→ **How to complete this task**
Would you return the entries exactly, with every line intact?

→ **Collected data entries**

■ ■ ■ ■ ■

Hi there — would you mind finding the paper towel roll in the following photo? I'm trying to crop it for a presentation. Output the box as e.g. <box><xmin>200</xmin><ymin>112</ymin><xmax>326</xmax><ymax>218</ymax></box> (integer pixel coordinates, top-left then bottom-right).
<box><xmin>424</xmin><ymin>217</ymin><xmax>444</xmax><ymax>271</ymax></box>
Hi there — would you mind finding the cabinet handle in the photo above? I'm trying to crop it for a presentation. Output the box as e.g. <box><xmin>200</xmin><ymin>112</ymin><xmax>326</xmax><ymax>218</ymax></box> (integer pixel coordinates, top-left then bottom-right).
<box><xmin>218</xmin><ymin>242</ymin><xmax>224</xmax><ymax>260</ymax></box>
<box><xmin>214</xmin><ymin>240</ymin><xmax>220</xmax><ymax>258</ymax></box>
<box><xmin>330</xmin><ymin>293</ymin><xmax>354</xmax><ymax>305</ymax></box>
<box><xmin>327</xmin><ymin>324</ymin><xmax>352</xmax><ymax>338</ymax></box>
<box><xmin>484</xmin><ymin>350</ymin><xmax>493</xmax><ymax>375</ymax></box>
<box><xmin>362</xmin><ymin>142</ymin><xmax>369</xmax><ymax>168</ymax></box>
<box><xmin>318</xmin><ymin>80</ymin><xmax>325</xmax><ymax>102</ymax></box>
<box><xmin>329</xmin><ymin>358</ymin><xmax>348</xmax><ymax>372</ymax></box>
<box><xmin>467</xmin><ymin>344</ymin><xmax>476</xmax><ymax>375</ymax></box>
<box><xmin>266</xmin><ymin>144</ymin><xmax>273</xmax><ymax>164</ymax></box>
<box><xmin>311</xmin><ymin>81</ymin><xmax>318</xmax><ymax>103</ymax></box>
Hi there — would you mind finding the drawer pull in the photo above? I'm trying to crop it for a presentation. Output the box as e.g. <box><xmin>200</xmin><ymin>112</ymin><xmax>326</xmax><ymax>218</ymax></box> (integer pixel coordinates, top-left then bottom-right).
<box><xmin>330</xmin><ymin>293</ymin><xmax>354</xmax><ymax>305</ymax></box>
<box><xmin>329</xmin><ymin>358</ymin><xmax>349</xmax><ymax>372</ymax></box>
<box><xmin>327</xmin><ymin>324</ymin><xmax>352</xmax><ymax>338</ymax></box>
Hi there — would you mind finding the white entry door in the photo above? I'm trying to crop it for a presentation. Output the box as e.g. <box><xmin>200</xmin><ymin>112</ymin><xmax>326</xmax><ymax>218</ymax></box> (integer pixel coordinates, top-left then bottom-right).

■ ■ ■ ■ ■

→ **Your response**
Hi there — would you mind finding the paper towel roll in the following photo? I'm trying to crop it for a presentation. Output the box as e.g. <box><xmin>200</xmin><ymin>112</ymin><xmax>326</xmax><ymax>218</ymax></box> (integer pixel coordinates, top-left then bottom-right).
<box><xmin>424</xmin><ymin>217</ymin><xmax>444</xmax><ymax>271</ymax></box>
Hi there — would you mind finding the cabinet handle in the photo above? I'm trying to crop it for a presentation. Output the box as e.g. <box><xmin>200</xmin><ymin>112</ymin><xmax>326</xmax><ymax>218</ymax></box> (integer pixel coordinates, top-left then bottom-right).
<box><xmin>218</xmin><ymin>242</ymin><xmax>224</xmax><ymax>260</ymax></box>
<box><xmin>214</xmin><ymin>240</ymin><xmax>220</xmax><ymax>258</ymax></box>
<box><xmin>330</xmin><ymin>293</ymin><xmax>354</xmax><ymax>305</ymax></box>
<box><xmin>327</xmin><ymin>324</ymin><xmax>352</xmax><ymax>338</ymax></box>
<box><xmin>484</xmin><ymin>350</ymin><xmax>493</xmax><ymax>375</ymax></box>
<box><xmin>362</xmin><ymin>142</ymin><xmax>369</xmax><ymax>168</ymax></box>
<box><xmin>318</xmin><ymin>80</ymin><xmax>325</xmax><ymax>102</ymax></box>
<box><xmin>329</xmin><ymin>358</ymin><xmax>348</xmax><ymax>372</ymax></box>
<box><xmin>467</xmin><ymin>344</ymin><xmax>476</xmax><ymax>375</ymax></box>
<box><xmin>266</xmin><ymin>144</ymin><xmax>273</xmax><ymax>164</ymax></box>
<box><xmin>311</xmin><ymin>81</ymin><xmax>318</xmax><ymax>103</ymax></box>
Hi there — would you mind finding the drawer pull in the photo above? I'm trying to crop it for a presentation. Output the box as e.g. <box><xmin>200</xmin><ymin>112</ymin><xmax>326</xmax><ymax>218</ymax></box> (integer pixel coordinates, top-left then bottom-right).
<box><xmin>330</xmin><ymin>293</ymin><xmax>354</xmax><ymax>305</ymax></box>
<box><xmin>329</xmin><ymin>358</ymin><xmax>349</xmax><ymax>372</ymax></box>
<box><xmin>327</xmin><ymin>324</ymin><xmax>352</xmax><ymax>338</ymax></box>
Hi there — would you mind finding the white entry door in the photo above? I'm trying to crop it for a presentation. Output the box as e.g. <box><xmin>200</xmin><ymin>112</ymin><xmax>326</xmax><ymax>218</ymax></box> (integer pixel coordinates, top-left then bottom-right).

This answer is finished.